Request =>
Output, character for character, the lines of the records below starting with the line that contains "motel window is?" and ending with the line that contains "[199,54,205,59]", including both of those lines.

(Excerpts from a detection dataset)

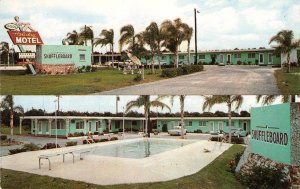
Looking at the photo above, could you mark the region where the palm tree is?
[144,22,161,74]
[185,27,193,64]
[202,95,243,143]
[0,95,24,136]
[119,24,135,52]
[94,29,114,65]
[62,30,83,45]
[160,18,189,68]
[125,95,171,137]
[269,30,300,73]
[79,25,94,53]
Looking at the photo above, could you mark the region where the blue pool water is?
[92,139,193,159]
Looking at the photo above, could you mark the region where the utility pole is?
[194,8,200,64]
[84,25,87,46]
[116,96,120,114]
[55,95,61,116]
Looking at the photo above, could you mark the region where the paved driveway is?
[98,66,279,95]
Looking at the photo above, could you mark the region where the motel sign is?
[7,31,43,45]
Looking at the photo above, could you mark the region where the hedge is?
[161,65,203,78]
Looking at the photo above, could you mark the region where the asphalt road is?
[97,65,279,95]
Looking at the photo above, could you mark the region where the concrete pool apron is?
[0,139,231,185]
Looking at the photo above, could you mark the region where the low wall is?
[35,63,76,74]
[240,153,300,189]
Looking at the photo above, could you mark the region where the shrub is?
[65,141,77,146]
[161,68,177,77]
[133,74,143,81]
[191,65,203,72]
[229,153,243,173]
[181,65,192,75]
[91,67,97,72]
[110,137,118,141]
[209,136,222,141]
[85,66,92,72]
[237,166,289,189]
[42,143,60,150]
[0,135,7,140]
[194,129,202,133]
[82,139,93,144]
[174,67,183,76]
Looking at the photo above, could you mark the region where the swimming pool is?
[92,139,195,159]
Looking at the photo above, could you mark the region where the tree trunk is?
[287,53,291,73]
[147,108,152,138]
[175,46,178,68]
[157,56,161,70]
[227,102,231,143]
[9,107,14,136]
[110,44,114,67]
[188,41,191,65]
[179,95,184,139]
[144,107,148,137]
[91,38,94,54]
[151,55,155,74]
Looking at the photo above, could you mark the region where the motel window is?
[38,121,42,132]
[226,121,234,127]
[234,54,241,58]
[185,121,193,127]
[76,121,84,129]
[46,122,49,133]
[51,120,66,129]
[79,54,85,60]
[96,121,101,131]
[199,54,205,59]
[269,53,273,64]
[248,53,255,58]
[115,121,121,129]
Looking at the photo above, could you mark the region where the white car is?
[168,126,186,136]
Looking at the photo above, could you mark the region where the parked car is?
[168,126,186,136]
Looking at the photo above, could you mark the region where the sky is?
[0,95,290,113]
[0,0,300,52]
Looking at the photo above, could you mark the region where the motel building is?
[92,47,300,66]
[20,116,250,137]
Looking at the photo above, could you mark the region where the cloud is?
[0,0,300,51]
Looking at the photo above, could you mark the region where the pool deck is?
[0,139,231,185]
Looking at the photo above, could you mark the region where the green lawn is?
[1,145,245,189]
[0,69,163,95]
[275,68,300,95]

--

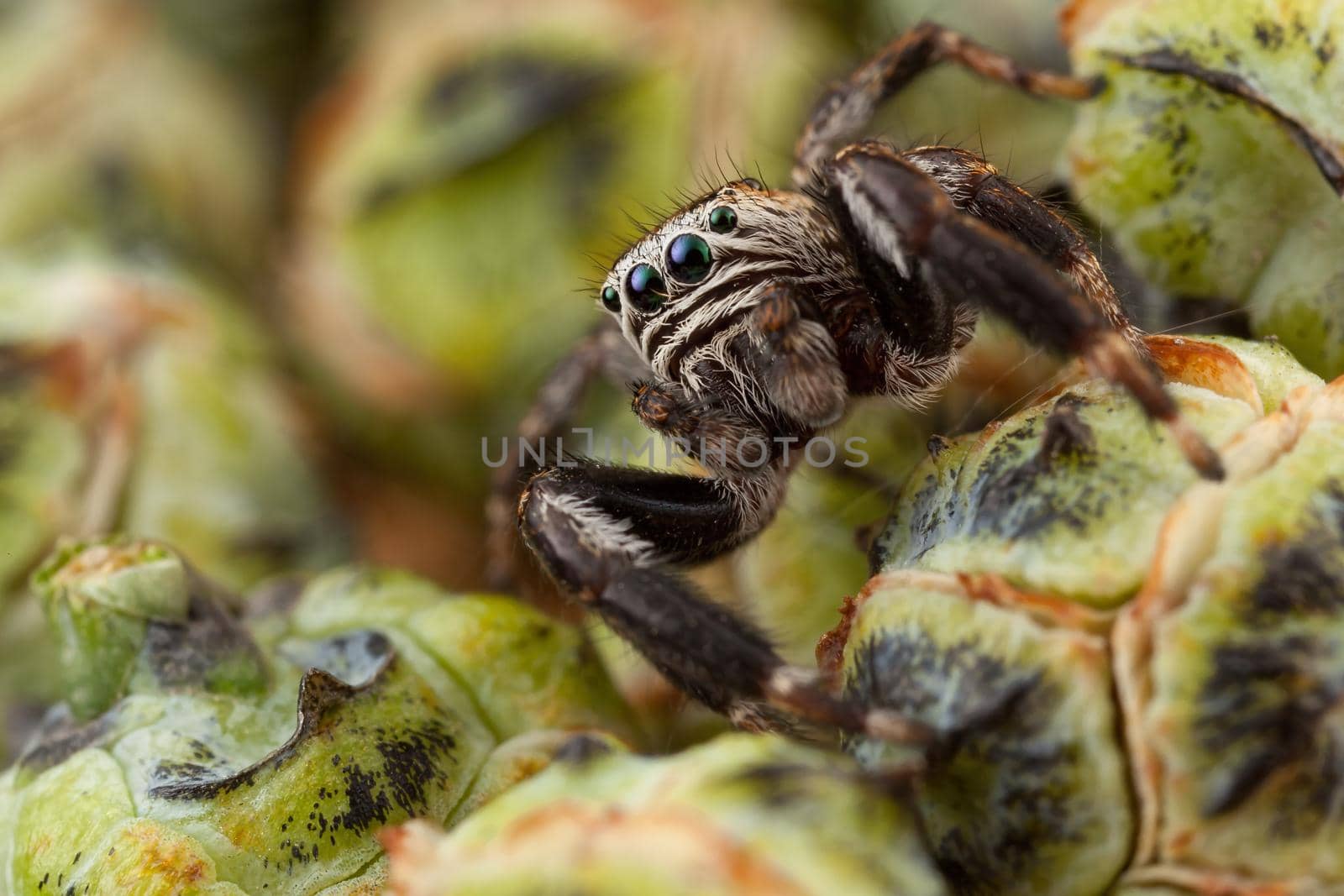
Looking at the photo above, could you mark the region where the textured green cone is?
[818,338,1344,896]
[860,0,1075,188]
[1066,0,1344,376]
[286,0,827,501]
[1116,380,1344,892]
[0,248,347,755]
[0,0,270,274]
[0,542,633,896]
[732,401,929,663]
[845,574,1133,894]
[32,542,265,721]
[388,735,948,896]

...

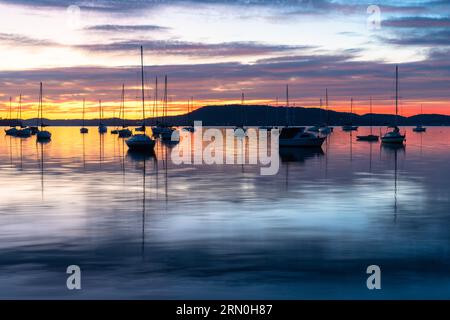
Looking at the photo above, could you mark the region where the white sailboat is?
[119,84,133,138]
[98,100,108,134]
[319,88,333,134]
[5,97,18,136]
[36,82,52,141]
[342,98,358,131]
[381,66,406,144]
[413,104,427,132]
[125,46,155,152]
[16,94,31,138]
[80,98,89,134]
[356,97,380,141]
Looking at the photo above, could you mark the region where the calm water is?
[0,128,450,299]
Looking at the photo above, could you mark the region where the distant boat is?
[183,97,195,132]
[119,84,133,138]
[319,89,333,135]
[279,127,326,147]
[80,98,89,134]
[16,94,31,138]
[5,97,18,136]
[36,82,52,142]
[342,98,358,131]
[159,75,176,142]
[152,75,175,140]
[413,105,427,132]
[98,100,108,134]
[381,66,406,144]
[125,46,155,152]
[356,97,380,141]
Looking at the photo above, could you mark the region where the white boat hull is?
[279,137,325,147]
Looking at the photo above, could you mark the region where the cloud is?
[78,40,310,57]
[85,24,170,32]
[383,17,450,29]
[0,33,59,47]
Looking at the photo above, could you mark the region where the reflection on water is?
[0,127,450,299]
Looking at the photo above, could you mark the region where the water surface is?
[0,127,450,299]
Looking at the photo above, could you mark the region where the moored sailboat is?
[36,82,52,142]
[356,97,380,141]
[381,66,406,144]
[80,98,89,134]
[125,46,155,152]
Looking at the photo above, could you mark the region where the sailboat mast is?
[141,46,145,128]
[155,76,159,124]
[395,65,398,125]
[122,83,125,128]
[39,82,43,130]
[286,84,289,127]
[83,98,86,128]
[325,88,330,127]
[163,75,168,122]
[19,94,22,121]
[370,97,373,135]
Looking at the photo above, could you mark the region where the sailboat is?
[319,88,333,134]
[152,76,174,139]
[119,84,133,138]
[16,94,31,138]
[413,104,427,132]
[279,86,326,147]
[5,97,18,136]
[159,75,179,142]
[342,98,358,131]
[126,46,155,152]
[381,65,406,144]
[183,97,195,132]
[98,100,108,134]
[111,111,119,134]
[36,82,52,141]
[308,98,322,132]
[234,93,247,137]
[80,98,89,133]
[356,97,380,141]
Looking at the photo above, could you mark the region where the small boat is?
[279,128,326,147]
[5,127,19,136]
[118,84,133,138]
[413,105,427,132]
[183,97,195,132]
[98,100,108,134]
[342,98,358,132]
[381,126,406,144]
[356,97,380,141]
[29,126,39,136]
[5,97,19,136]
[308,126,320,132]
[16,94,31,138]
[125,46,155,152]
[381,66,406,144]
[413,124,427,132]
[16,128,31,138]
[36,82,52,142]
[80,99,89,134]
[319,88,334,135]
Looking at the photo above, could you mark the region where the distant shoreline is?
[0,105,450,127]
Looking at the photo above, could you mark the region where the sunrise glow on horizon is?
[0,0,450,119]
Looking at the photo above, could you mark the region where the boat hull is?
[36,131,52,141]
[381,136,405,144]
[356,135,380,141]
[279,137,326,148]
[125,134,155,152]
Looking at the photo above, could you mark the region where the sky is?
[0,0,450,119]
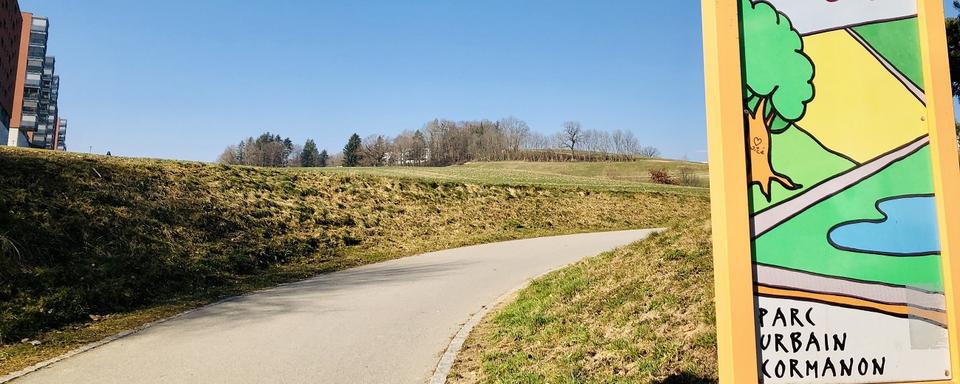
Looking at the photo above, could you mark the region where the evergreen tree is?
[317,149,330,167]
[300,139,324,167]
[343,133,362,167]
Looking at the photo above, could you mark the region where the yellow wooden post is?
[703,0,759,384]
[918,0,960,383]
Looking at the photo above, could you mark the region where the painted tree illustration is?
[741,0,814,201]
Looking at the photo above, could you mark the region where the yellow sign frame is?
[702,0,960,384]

Output of the exercise =>
Looking at the photo above, could you mark the region where the motel window is?
[38,121,42,132]
[226,121,234,127]
[234,54,241,58]
[185,121,193,127]
[76,121,84,129]
[46,122,49,133]
[51,120,66,129]
[79,54,85,60]
[96,121,101,131]
[199,54,205,59]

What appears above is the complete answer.